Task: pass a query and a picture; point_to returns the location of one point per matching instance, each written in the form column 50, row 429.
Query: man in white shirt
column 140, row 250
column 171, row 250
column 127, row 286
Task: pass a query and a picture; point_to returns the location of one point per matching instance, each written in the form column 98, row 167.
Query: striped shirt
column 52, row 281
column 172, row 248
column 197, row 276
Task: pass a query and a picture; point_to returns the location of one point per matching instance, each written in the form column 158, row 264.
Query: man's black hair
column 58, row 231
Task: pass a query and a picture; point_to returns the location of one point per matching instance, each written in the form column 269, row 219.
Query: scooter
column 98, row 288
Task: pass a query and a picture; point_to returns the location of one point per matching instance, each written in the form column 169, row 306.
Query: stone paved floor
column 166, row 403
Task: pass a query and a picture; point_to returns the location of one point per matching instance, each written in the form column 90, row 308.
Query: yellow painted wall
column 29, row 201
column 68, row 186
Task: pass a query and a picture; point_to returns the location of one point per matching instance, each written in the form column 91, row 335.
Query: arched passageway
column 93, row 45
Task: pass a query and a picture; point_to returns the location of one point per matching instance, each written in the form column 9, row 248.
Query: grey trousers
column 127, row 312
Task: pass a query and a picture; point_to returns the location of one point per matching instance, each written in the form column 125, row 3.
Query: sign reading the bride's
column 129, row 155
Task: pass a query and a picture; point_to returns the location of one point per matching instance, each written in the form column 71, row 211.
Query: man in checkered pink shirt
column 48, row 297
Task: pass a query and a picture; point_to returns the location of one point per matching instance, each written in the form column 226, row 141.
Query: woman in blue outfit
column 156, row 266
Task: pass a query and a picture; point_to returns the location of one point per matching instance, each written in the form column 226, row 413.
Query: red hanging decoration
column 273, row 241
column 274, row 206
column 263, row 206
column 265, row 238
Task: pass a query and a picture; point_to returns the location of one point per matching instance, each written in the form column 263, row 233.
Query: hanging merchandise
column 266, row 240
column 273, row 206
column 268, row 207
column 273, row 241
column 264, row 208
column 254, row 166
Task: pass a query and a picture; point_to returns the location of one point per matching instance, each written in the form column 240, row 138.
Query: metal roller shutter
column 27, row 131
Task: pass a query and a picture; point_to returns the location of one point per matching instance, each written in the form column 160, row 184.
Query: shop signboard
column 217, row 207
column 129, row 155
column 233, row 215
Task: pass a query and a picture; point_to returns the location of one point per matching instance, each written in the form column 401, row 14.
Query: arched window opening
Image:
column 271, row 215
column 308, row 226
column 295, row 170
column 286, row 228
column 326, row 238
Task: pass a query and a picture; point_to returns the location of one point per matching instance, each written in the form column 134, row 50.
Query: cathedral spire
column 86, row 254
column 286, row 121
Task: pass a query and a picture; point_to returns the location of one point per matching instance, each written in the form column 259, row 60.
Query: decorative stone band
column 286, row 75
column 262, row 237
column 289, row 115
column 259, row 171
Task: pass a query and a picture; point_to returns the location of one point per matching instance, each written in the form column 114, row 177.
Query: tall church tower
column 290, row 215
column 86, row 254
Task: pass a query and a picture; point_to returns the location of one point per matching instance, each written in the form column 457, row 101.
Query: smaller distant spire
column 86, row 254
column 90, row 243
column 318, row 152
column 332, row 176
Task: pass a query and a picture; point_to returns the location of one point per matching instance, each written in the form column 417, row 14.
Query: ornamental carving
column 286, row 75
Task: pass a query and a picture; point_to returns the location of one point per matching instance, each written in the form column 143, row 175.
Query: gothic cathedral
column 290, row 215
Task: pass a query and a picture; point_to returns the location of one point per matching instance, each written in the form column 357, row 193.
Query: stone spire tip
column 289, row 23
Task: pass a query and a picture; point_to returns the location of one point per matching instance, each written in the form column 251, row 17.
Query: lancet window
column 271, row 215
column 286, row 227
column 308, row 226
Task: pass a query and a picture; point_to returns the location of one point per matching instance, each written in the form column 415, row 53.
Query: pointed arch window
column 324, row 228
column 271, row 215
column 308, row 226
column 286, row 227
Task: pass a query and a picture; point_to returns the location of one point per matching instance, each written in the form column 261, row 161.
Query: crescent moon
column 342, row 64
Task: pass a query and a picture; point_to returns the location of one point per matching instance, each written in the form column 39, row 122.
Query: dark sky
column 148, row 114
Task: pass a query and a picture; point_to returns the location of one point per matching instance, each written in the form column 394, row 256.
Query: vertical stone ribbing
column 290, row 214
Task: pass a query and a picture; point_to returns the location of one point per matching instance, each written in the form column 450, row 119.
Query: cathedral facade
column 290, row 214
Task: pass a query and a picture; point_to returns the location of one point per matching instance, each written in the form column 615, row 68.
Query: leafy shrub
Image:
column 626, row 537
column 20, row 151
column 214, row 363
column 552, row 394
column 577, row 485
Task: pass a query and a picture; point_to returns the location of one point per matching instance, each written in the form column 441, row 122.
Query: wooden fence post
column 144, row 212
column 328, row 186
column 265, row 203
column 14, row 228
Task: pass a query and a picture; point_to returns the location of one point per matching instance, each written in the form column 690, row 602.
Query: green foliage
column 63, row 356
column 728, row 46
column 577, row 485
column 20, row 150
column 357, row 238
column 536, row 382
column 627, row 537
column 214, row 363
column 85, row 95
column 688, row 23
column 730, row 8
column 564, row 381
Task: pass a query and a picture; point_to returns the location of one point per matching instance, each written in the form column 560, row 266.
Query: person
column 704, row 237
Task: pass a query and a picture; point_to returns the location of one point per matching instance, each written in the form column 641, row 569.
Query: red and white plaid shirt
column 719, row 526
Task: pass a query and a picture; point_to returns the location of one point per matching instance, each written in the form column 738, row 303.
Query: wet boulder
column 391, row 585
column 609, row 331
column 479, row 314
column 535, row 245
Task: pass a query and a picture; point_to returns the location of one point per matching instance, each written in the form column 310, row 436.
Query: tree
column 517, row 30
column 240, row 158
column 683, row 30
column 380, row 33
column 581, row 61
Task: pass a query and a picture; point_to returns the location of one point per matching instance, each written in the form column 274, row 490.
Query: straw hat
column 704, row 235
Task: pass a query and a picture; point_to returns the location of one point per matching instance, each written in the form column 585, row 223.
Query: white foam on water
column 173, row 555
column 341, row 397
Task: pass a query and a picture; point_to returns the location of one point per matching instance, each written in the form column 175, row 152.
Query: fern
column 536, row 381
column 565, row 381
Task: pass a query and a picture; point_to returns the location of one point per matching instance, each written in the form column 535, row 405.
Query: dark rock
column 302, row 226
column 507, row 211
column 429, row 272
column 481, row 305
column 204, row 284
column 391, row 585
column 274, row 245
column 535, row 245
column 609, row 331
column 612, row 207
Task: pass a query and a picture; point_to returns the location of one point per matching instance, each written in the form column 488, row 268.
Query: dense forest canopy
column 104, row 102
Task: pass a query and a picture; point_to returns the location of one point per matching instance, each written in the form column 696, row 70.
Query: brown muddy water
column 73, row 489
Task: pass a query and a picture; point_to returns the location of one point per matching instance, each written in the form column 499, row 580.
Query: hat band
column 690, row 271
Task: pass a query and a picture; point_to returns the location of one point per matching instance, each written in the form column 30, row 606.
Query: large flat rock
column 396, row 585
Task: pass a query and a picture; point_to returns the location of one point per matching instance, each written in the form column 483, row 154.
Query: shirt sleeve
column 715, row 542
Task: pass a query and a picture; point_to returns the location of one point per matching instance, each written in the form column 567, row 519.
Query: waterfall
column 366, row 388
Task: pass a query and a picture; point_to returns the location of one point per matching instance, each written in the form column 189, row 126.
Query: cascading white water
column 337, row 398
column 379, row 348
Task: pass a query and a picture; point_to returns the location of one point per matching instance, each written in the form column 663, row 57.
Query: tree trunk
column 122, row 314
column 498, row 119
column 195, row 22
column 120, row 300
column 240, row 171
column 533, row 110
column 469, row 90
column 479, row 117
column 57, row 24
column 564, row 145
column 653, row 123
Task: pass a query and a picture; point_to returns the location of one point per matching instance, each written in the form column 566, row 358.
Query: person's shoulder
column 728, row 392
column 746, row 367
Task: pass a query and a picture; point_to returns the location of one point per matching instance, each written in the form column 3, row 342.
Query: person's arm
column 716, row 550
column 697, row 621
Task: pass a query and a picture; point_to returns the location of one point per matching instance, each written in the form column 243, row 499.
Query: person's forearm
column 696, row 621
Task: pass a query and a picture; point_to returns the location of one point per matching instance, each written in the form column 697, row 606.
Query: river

## What is being asked
Starting at the line that contains "Query: person's shoulder", retype each remaining line of the records exactly; that line and the last line are both included.

## Output of the task
Query: person's shoulder
column 728, row 392
column 746, row 367
Task: pass a query and a picture; point_to returns the location of one point per matching instance, each written in the form column 3, row 342.
Query: person's arm
column 716, row 550
column 697, row 621
Task: pass a query and a picture; point_to returns the location of one point per matching instance, each written in the form column 243, row 499.
Query: person's forearm
column 696, row 621
Task: pass a query and a picture; point_to returns the location of one point per matching instance, each written in the form column 697, row 606.
Query: river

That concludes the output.